WRITTEN PROBLEM — Can you reproduce the listing below with "innermost point" changed to "center point" and nothing else altered, leaving out the pictures?

INFORMATION GIVEN —

⟨

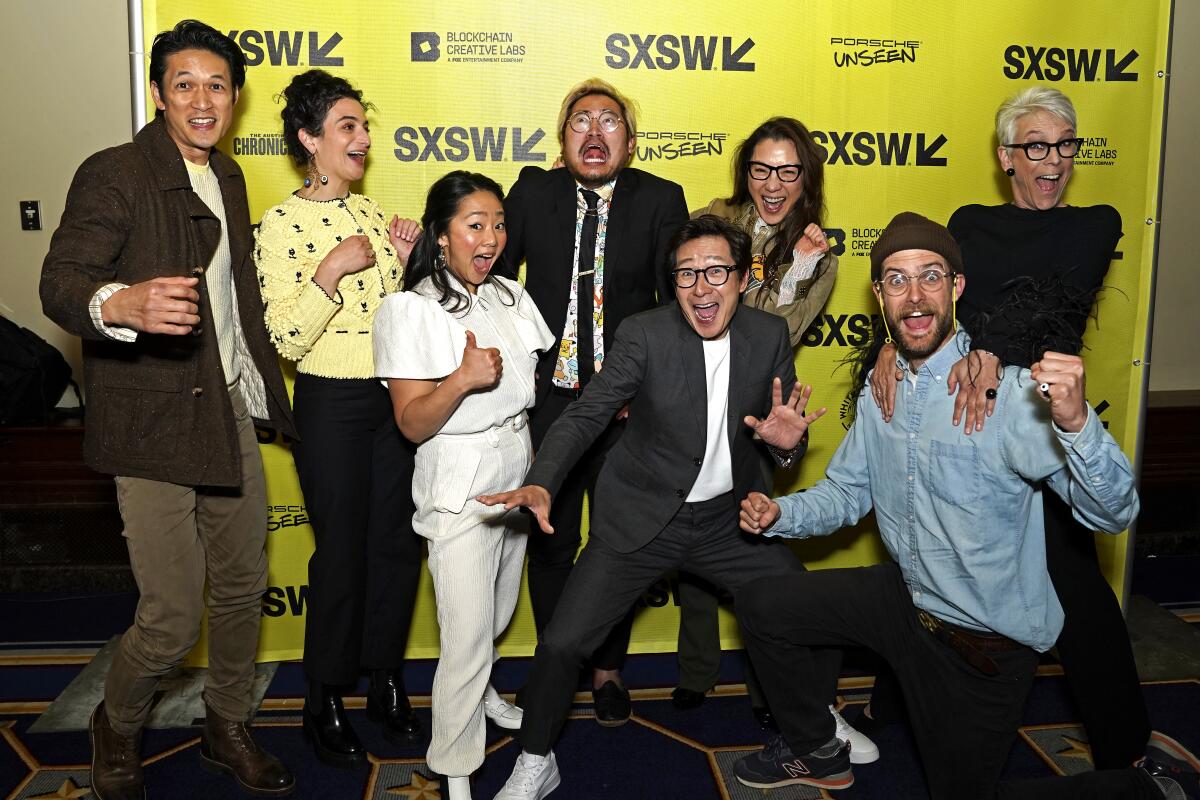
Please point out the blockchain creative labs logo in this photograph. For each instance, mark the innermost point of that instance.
(288, 48)
(259, 144)
(671, 145)
(856, 52)
(882, 148)
(459, 143)
(678, 52)
(1097, 151)
(1054, 64)
(467, 47)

⟩

ANSWER IN FULL —
Please point out the blockchain creative labs logo in this photograph. For each instance, mark the center point of that instance.
(288, 48)
(259, 144)
(671, 145)
(856, 52)
(882, 148)
(459, 143)
(678, 52)
(1097, 151)
(1054, 64)
(467, 47)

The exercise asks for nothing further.